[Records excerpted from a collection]
═══

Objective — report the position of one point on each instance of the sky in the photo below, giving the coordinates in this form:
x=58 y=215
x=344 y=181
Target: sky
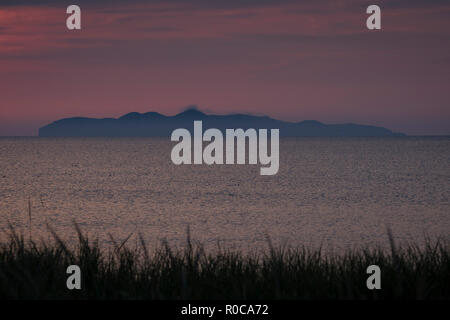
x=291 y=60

═══

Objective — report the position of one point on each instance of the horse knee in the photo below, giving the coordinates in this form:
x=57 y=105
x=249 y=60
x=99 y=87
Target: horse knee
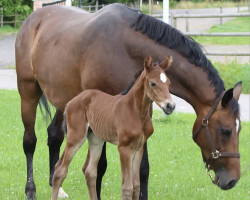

═══

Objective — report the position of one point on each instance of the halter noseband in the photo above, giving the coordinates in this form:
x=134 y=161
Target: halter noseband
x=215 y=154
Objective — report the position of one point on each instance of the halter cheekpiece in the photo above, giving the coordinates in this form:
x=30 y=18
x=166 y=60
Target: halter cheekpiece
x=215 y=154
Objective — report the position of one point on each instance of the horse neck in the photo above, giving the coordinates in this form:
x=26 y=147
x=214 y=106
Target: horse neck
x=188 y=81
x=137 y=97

═══

◆ **Objective**:
Swap "Objective" for "Task" in the listing from the line with "the horse knee" to the line with "Target: horse knee", and write out only those lines with nothing else changed.

◆ **Response to this exercise**:
Task — report the position of one point on each instance of the horse knee in the photo below, giving the coordinates in this form:
x=57 y=105
x=249 y=60
x=99 y=87
Target: horse knee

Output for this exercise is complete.